==== PAGE EXCERPT ====

The faeries, unaware of the true price, settled into their new home; the land was transformed into lush world of happiness and nature, with the faeries maintaining links with the Mundane World and mortals often visiting the Twilight Kingdom. King Magnus came to the throne, instigating a dark time for the carefree realm: he believed in the innate superiority of pure-blood faeries and this led to the persecution of the other races, with Brownies becoming little more than slaves in the royal household. Magnus also discovered a worrying problem; a disorder in purebred faerie blood meant that it was extremely difficult for them to produce children naturally. He began secret experiments, trying to refresh the bloodline by interbreeding with mankind.

Ironically, Magnus' dalliances with other faeries did lead to a birth – an illegitimate and unrecognized son called the Amadan who grew to become Fool to the Seelie Court and mastermind of a thousand intrigues and manipulations. Magnus used to Amadan to provide contestants in gladiatorial games between the races, and was killed trying to prove the superiority of faeries fighting against a troll. This left a power vacuum in the Court that was eventually filled when Lord Obrey sought out the rightful heir to the throne, a young boy faerie called Auberon who was being looked after in the outskirts by his cousin Dymphna and brownie nursemaid Bridie.

Obrey helped Auberon to overcome challenges from rival Lords and succeed to the throne, but grew unhappy with his role as the Amadan's manipulations drove a wedge between him and the throne. Aware of the growing danger, the boy-king ran away from the Court to find his missing sister, leaving Obrey as his Regent to look after Faerie and her subjects. Obrey slipped into the role of king unchallenged, his own position made stronger by his marriage to Auberon's cousin Dymphna, and the two ruled for several years, reversing some of Magnus' more prejudiced practices to bring all the races of Faerie together.

Obrey, however, was also told of Magnus' discovery by the Amadan, and grew increasingly concerned for the survival of the faerie race. He adopted the same solution as Magnus, trying to promote interbreeding by encouraging human children to be enticed to stay in Faerie. One such child was the young girl Maryrose, who after being trapped in Faerie quickly became the favourite of Queen Dymphna. Assured by the Amadan that Maryrose would bear him a child, Obrey transformed Dymphna into a tree and took Maryrose as his new wife. Using a glamour stolen from the previous queen, Maryrose assumed the appearance of being a purebred Faerie and took the name Titania at her coronation.

When Auberon returned as a young man, Obrey refused to relinquish the throne and the Wars of Succession began. Shortly after his marriage, Obrey was killed in battle and - seeking to reunite the warring kingdom - Auberon took Titania as his wife as he reclaimed the throne. For political reasons, Auberon expected his wife to produce an heir as soon as possible. When she became pregnant, it was the result of an affair she had been having with a human falconer called Tamlin. When the child was born, it was clearly a purebred human, and Titania and her nanny conspired to convince Auberon that the child had been stillborn, with the nanny taking the child into the Mundane World to grow into adulthood.

====

GIVEN INSTRUCTION 1:
Summarize the Faerie history passage above in two sentences.
GIVEN INSTRUCTION 2:
According to the Faerie history passage above, how was King Magnus killed?
GIVEN INSTRUCTION 3:
Decide whether each statement agrees with the Faerie history passage above, answering yes or no and quoting the words that settle it: (a) The Amadan was Magnus' recognized son. (b) Obrey married Auberon's cousin Dymphna. (c) Titania's child was stillborn.

==== PROVIDED DATA ====

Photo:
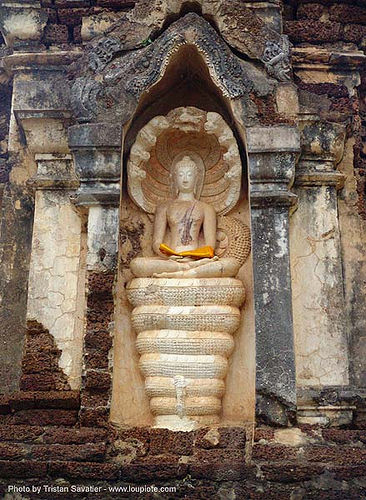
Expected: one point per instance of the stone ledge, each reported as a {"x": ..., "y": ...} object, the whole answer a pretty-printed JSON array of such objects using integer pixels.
[{"x": 24, "y": 400}]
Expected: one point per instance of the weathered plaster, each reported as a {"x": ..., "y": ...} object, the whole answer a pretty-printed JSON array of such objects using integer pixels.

====

RESULT 1:
Under King Magnus, Faerie fell into a dark time of persecution of the other races, and his discovery that purebred faeries could hardly produce children led first him and later the Regent Obrey to try interbreeding with mankind. Obrey turned Dymphna into a tree to marry Maryrose, who became Titania, and after he was killed in the Wars of Succession, Auberon married Titania, whose human child by the falconer Tamlin was passed off as stillborn and taken into the Mundane World.

RESULT 2:
He was killed trying to prove the superiority of faeries by fighting against a troll.

RESULT 3:
(a) No: "an illegitimate and unrecognized son called the Amadan"
(b) Yes: "his marriage to Auberon's cousin Dymphna"
(c) No: "conspired to convince Auberon that the child had been stillborn"